▶ **EXERCISE DIRECTIONS**: Put the lines of the material below, from the line containing "task | point to each instance of the whale lower" through the end of the material, into a numbered list, omitting any blank lines.

-- RECORDS SHOWN start --

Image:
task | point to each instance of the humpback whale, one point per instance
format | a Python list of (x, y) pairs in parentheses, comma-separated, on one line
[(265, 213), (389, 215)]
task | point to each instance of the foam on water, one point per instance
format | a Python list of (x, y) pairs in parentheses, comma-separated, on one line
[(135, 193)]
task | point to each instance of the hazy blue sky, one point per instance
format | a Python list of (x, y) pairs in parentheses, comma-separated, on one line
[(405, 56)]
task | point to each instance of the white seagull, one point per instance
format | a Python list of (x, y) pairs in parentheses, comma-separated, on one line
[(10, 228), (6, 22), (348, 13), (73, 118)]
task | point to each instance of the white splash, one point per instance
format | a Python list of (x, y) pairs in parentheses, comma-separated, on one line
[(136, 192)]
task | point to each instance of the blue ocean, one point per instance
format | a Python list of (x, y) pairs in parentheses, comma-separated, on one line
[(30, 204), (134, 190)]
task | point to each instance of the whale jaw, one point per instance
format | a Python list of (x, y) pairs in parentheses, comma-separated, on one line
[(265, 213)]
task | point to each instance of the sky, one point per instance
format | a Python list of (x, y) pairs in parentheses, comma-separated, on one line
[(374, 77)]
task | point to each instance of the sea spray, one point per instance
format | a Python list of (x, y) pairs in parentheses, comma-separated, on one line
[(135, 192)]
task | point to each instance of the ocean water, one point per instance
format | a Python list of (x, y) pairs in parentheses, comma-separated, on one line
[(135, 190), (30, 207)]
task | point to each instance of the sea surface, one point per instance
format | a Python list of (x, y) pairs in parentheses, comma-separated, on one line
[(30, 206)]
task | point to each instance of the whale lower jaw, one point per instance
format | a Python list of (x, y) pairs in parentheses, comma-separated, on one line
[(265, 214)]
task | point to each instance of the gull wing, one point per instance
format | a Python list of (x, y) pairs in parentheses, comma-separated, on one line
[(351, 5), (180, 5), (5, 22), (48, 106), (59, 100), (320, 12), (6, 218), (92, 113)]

-- RECORDS SHOWN end --

▶ **FINISHED ANSWER**:
1. task | point to each instance of the whale lower jaw, one point per instance
2. format | a Python list of (x, y) pairs in parentheses, comma-separated, on one line
3. [(265, 214)]
4. task | point to each instance of the gull wing, one point per instance
5. format | a Python list of (x, y) pairs in parentheses, comma-separated, on one line
6. [(351, 5), (180, 5), (5, 22), (48, 106), (59, 100), (320, 12), (6, 218), (92, 113)]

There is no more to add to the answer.